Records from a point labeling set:
+ + +

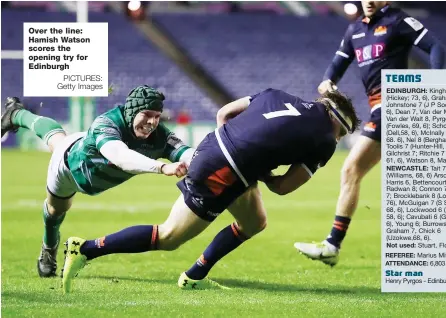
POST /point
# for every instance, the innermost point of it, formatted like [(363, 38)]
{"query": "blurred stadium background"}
[(201, 55)]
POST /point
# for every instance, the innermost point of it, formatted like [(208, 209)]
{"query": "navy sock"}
[(225, 242), (135, 239), (339, 230)]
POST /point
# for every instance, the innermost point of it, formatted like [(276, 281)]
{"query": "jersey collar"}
[(379, 14)]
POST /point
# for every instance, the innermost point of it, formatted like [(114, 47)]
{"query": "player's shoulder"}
[(112, 118), (274, 92), (163, 130)]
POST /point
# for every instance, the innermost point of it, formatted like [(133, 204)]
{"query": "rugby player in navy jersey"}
[(255, 135), (381, 39)]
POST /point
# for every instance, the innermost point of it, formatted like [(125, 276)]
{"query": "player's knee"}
[(57, 209), (253, 228), (351, 173)]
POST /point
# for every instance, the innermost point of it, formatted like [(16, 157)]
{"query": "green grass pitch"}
[(268, 276)]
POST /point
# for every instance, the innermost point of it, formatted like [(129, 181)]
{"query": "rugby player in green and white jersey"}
[(121, 143)]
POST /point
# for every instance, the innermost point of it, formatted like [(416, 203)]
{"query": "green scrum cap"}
[(139, 99)]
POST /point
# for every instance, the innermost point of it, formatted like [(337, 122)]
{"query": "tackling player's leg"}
[(250, 215), (181, 226), (365, 154), (54, 207), (54, 211)]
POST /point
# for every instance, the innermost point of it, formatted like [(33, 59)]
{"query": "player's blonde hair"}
[(342, 107)]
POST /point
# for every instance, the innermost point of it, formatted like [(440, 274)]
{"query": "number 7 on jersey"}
[(292, 111)]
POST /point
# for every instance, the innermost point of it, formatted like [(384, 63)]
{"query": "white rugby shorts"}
[(60, 183)]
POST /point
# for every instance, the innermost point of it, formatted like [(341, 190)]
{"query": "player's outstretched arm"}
[(295, 177), (132, 162), (340, 63), (231, 110)]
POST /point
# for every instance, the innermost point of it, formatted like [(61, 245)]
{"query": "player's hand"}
[(178, 169), (267, 177), (327, 86)]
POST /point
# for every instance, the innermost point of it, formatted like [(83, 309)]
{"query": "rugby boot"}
[(324, 252), (47, 261), (185, 282), (73, 263)]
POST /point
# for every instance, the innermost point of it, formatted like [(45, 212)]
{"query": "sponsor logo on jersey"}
[(414, 23), (367, 54), (307, 105), (381, 30)]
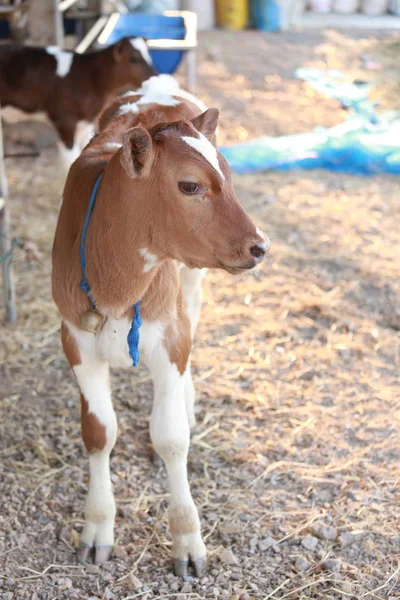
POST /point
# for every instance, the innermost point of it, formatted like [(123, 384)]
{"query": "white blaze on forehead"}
[(206, 149), (150, 260), (140, 45), (64, 60), (129, 107), (159, 90), (163, 90)]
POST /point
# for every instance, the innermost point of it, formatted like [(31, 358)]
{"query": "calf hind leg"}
[(99, 432)]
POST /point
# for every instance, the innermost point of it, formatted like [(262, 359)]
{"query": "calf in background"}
[(71, 88)]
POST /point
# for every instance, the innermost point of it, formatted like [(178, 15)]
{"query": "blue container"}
[(266, 15), (5, 33), (154, 27)]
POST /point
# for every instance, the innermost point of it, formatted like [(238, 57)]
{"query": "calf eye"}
[(189, 187)]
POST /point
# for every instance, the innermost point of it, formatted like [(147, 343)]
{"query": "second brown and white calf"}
[(165, 210), (70, 88)]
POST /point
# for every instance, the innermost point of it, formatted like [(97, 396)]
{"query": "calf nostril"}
[(258, 250)]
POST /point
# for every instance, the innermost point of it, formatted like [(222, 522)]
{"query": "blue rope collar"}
[(133, 334)]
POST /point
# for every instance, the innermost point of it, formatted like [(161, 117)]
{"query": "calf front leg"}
[(99, 432), (169, 431), (191, 280)]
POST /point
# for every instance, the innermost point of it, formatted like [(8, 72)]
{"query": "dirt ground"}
[(294, 463)]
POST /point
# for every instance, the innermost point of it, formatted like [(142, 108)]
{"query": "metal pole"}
[(5, 244), (58, 25), (191, 70)]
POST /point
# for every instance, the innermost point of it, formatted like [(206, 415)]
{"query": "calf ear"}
[(136, 152), (207, 123)]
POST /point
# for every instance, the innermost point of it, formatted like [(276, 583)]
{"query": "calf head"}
[(186, 185), (131, 62)]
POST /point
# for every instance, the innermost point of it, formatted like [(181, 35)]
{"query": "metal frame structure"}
[(6, 245)]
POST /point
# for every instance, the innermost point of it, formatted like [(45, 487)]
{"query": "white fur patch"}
[(68, 155), (64, 60), (140, 44), (129, 107), (150, 260), (260, 233), (206, 149), (111, 344), (83, 134), (160, 89), (112, 146)]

+ + +

Set exercise => Repeat all of these lines exactly, leaving the pictures out of your answer.

Exercise response =>
POST /point
# for every instance, the innermost point of it, formatted like [(363, 38)]
{"query": "blurred stadium background"}
[(201, 55)]
POST /point
# for every instance, the innermost point of it, formatted like [(208, 209)]
{"query": "navy sock"}
[(225, 242), (135, 239), (339, 230)]
POST /point
# for every instance, the innermost point of it, formatted like [(276, 281)]
{"query": "jersey collar"}
[(379, 14)]
POST /point
# for every instance, the innermost point of it, formatted like [(114, 47)]
{"query": "player's shoulder"}
[(112, 118), (274, 92), (163, 130)]
POST /point
# for every instance, the innermost point of it, formatted like [(133, 204)]
{"query": "rugby player in navy jersey"}
[(255, 135), (381, 39)]
POST /point
# for every instance, the innermost point of it, formatted like [(125, 276)]
{"query": "player's knee"}
[(57, 209), (253, 228), (351, 173)]
POST /point
# for every instance, the innermost point of it, formatted like [(16, 157)]
{"query": "green grass pitch"}
[(268, 276)]
POST /point
# for every instance, the innermost point of it, formatted like [(129, 181)]
{"query": "rugby player in green and white jersey"}
[(121, 143)]
POST /point
# for every instance, the innermost point of it, formatted like [(416, 203)]
{"query": "green scrum cap"}
[(139, 99)]
POST /point
# for every instance, the innermost point of it, formatted like [(337, 122)]
{"query": "tackling player's leg"}
[(250, 215), (181, 226), (365, 154), (54, 207), (54, 211)]
POST /point
# for every instance, the innermost point of it, formatted like [(33, 59)]
{"query": "player's blonde hair"}
[(342, 107)]
POST /point
# for every instance, the innermost point of it, formatted like [(440, 274)]
{"query": "number 7 on jersey"}
[(292, 111)]
POST /point
# for every instance, the innermost point of it, formatted like [(384, 63)]
{"query": "white rugby shorts"}
[(60, 183)]
POST /point
# for every instance, the innermost point of it, formatted like [(341, 190)]
{"query": "player's outstretched arm"}
[(295, 177), (132, 162), (340, 63), (231, 110)]
POST /point
# for every instance, the innermost point of it, formatted like [(61, 245)]
{"query": "player's hand"}
[(178, 169), (267, 177), (327, 86)]
POST /point
# for every instance, the innermost point of it, formatted like [(83, 309)]
{"query": "rugby boot"}
[(324, 252), (47, 261), (185, 282), (73, 263)]
POST /point
# for every instance, the innermost point of it, formatted like [(45, 212)]
{"query": "sponsor logo on jersey"}
[(414, 23), (367, 54), (307, 105), (381, 30)]
POST /point
# for every instance, the innermost point of it, formatted like [(123, 384)]
{"query": "white blaze on forehead"}
[(206, 149), (150, 260), (140, 45), (64, 60), (129, 107), (159, 90), (163, 90)]
POST /point
# for every instance, the innermost point of it, formatted like [(31, 358)]
{"query": "calf hind leg"}
[(99, 432)]
POST /point
# for every instance, the innermost point of it, formatted like [(262, 359)]
{"query": "calf in background"}
[(71, 88)]
POST /point
# for every instance, the innermost point of it, formatted like [(178, 15)]
{"query": "blue container"}
[(266, 15), (5, 33), (154, 27)]
POST /point
# for every instance, the innermost point of it, formatted like [(238, 57)]
{"query": "calf eye"}
[(189, 187)]
POST /point
# for every instance, the innermost point of it, formatted like [(147, 343)]
{"query": "second brown and white calf"}
[(165, 210), (70, 88)]
POST /point
# for every instance, the innermost point of it, formatted like [(97, 396)]
{"query": "calf nostril"}
[(258, 250)]
POST /point
# for every instance, the innermost point of it, formatted like [(222, 522)]
{"query": "blue rope collar"}
[(133, 334)]
POST /point
# for every instance, the innermost point of it, formatted like [(161, 117)]
{"query": "calf front leg"}
[(99, 432), (169, 431), (191, 280)]
POST /point
# for every instance, the innermost point of it, formatted like [(8, 72)]
{"query": "dirt ground"}
[(294, 463)]
POST /point
# for every instance, the innermost point of it, formatted like [(142, 108)]
{"query": "metal pole"}
[(5, 244), (58, 25), (191, 70)]
POST /point
# for every instance, the innermost point of it, formatted like [(206, 415)]
{"query": "calf ear"}
[(136, 152), (207, 123)]
POST /point
# for every instance, the innermost point of it, formatted like [(276, 583)]
{"query": "calf head"}
[(186, 185), (131, 62)]
POST /point
# for every instance, the innermost point of it, formatted like [(181, 35)]
{"query": "metal frame structure"}
[(6, 245)]
POST /point
# for every instance, the innermost point of it, formatted like [(45, 487)]
{"query": "white fur patch"}
[(68, 155), (64, 60), (140, 44), (129, 107), (150, 260), (260, 233), (206, 149), (111, 344), (83, 134), (160, 89), (112, 146)]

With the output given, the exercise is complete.